_Required work_
Repeat exactly, and only, the lines below starting at the line that contains "can and report the pixel coordinates." and ending at the line that contains "surface and report the pixel coordinates.", inclusive of both.

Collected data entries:
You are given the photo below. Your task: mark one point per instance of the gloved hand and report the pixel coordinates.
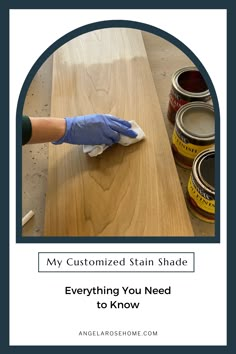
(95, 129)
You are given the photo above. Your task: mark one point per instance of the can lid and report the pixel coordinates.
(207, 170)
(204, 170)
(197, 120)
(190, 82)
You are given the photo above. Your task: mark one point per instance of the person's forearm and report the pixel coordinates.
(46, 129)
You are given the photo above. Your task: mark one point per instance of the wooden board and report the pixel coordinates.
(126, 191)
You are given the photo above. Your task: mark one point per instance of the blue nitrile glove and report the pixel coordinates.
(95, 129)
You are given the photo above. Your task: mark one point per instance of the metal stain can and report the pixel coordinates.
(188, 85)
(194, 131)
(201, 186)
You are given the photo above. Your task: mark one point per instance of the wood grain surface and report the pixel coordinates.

==

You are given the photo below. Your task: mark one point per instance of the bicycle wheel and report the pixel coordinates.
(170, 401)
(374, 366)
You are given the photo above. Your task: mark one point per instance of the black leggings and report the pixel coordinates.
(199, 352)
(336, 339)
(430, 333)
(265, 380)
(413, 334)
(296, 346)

==

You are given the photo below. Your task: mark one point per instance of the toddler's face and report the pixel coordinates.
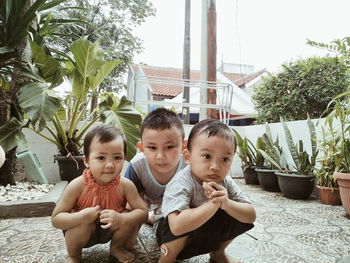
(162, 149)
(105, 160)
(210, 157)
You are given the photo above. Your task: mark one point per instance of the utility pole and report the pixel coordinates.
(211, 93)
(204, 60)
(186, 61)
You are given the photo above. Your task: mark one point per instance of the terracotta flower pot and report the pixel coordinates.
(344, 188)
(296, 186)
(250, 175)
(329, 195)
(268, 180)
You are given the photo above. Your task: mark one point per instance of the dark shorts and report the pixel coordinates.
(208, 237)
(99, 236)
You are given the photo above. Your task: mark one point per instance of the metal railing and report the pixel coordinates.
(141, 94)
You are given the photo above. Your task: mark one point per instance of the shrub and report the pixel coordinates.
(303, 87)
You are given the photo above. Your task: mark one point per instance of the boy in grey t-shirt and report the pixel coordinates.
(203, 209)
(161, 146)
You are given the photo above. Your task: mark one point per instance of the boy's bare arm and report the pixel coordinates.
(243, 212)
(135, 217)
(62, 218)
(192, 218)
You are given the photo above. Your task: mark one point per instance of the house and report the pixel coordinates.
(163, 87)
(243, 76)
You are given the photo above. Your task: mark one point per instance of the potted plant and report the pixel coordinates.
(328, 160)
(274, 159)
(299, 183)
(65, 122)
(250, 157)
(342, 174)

_Written reply_
You are given the photo above. Your task: mark one point per instance of the metal stain can and report the pixel coordinates.
(188, 85)
(194, 131)
(201, 186)
You are given the photo above. Your task: mark one point per instance of the wood grain surface and report the pixel coordinates.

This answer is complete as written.